--- EXERCISE ---
Every line from the one with "Please identify the black and" to the end of the data needs to be copied exactly, and no line before it.

--- DATA FOR THIS TASK ---
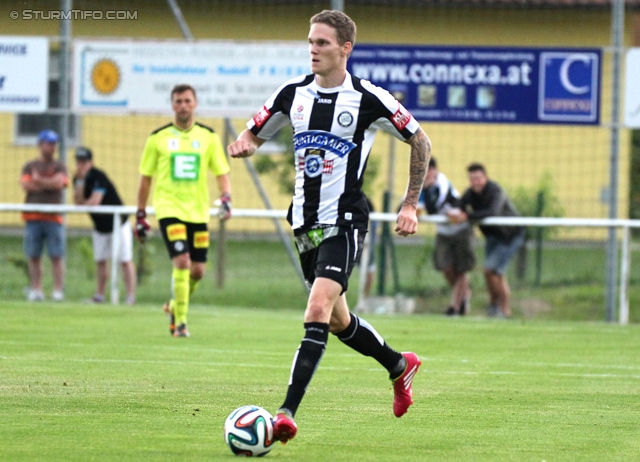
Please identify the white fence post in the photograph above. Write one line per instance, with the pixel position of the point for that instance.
(623, 311)
(115, 258)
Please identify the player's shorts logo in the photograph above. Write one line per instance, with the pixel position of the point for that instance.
(177, 232)
(201, 239)
(345, 119)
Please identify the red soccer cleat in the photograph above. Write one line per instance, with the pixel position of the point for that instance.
(284, 428)
(168, 310)
(402, 385)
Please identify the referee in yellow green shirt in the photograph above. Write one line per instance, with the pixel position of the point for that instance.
(176, 158)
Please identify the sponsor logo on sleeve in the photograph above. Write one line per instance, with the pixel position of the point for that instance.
(261, 117)
(401, 118)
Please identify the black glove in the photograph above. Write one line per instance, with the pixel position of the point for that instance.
(225, 206)
(142, 225)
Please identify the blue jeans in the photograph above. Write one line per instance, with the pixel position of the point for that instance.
(39, 231)
(498, 251)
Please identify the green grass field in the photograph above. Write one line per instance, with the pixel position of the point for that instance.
(259, 274)
(81, 382)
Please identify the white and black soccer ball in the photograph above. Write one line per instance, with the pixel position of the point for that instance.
(248, 431)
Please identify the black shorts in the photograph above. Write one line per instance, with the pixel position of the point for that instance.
(334, 258)
(181, 237)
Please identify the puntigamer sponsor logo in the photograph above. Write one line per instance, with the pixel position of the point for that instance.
(323, 140)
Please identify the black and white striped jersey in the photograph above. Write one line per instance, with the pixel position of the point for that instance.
(333, 132)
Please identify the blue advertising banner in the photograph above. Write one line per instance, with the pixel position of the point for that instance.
(486, 85)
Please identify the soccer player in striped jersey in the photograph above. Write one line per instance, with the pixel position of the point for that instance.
(335, 117)
(178, 156)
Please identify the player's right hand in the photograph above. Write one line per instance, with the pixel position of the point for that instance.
(142, 226)
(241, 148)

--- SOLUTION TO THIS PROBLEM ---
Please identify the black and white striped jersey in the photograph above. Write one line per instance, with the pixel position of the point for that instance.
(333, 132)
Please identify the blue advertising banner in the photograph above. Write one line per instance, with the pixel position of the point for that instance.
(486, 85)
Please identify the soccer player in striped jersey in the photograph above. Write one line per instance, with the pixel position of the point for that instance.
(335, 117)
(178, 156)
Please identify the player's right hand in the photograph above. Write one line per instance, with the pixel position of the point for that instance.
(142, 226)
(241, 148)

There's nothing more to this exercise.